▽

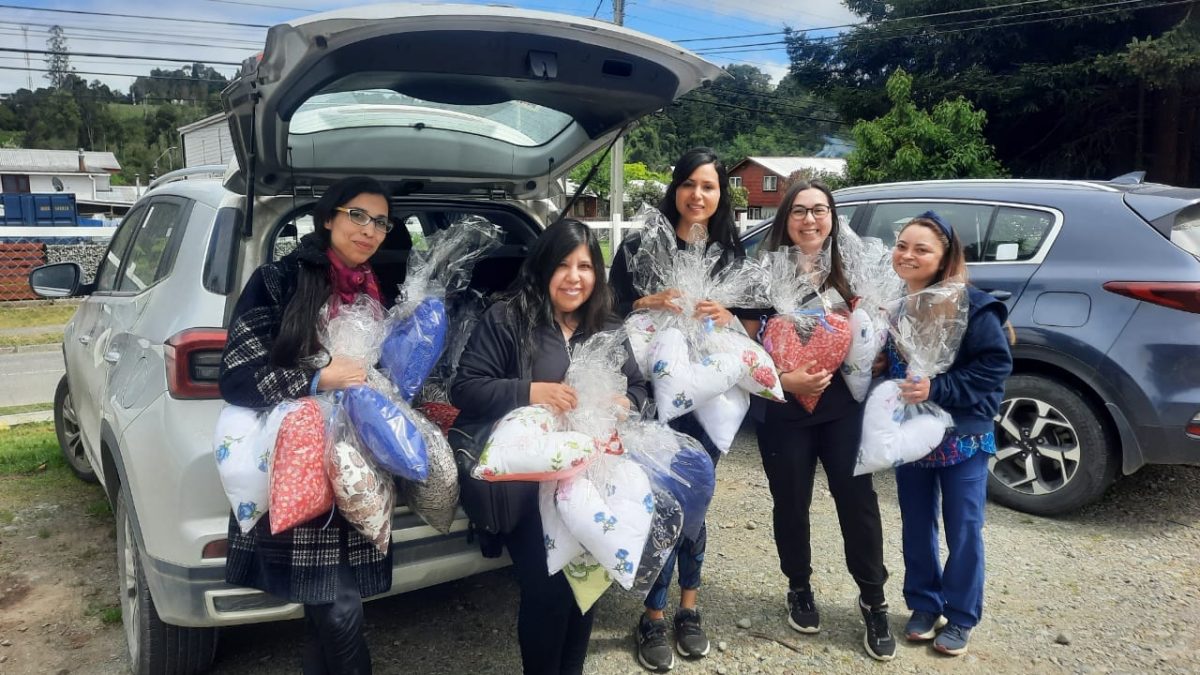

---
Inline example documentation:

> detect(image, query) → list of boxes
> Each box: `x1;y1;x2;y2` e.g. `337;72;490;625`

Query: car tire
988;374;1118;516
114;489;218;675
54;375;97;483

△
▽

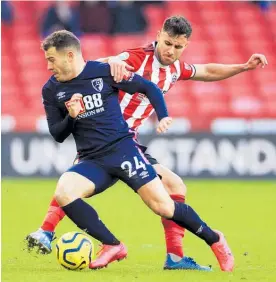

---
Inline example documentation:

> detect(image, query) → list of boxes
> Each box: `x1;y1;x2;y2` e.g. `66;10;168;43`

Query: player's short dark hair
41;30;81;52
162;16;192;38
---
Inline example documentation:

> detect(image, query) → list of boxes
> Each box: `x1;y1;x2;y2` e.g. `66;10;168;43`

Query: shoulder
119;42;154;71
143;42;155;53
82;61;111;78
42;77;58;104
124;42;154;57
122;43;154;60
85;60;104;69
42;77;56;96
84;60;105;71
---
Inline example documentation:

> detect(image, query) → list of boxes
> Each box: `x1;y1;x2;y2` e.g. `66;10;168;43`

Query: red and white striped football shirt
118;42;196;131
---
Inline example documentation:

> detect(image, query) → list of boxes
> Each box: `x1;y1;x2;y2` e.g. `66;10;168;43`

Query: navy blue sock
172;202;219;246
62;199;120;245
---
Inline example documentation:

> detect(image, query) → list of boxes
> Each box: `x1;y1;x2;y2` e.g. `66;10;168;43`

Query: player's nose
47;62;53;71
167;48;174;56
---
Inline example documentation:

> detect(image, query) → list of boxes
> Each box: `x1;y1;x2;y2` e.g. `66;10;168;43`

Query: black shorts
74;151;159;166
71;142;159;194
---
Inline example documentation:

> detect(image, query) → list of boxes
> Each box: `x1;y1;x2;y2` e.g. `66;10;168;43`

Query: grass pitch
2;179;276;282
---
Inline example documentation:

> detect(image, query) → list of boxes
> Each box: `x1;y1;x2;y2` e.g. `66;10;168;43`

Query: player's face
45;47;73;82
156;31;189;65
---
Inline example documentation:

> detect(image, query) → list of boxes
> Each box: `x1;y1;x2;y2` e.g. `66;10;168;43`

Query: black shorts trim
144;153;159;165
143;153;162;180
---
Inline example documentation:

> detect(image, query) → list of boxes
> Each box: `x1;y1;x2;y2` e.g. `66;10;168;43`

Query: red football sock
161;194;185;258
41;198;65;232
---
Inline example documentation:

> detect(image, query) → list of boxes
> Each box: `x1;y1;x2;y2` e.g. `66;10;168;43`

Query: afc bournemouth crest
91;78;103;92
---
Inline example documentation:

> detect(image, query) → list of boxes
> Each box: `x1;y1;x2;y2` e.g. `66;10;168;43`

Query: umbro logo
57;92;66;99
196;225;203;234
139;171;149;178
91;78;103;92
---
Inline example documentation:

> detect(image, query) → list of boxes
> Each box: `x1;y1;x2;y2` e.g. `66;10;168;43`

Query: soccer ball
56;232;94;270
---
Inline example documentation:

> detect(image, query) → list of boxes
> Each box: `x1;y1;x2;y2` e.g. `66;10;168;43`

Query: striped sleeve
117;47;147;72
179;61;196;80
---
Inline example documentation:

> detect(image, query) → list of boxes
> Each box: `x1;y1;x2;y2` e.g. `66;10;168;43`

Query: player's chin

△

What you are asked to do: Give back, unchanged, the run of lines in the listing above that begins at the line containing "Query: red football sock" and ends at the line containing "Query: player's chin", both included.

Output of the task:
Query: red football sock
161;194;185;258
41;198;65;232
---
Inline example documentation:

> detect(image, query) → list of boxes
> Each box: `x1;y1;x2;y2` e.g. `66;10;168;43`

Query: afc bournemouth crest
91;78;103;92
---
Inline example documentation:

> detect(image, query) → list of boxes
> Each box: `x1;y1;x2;y2` e.g. `66;10;168;43`

Query: umbro logo
57;92;66;99
196;225;203;234
139;171;149;178
91;78;103;92
---
Inline example documentation:

> detect(image, query) → list of boxes
> Each box: `x1;y1;x2;y2` e.g. `66;10;168;43`

Query: soccer ball
56;232;94;270
---
Inline example documentation:

> detect(image, query) → list of boxes
> Each box: `x1;y1;x2;y2` e.g. `66;10;168;43`

Query: striped sleeve
117;47;147;72
179;61;196;80
---
Inline example documentation:

> detect(image, query) → list of boxes
> Each box: `x1;y1;x2;y2` e.g. `66;10;168;43`

Query: player's chin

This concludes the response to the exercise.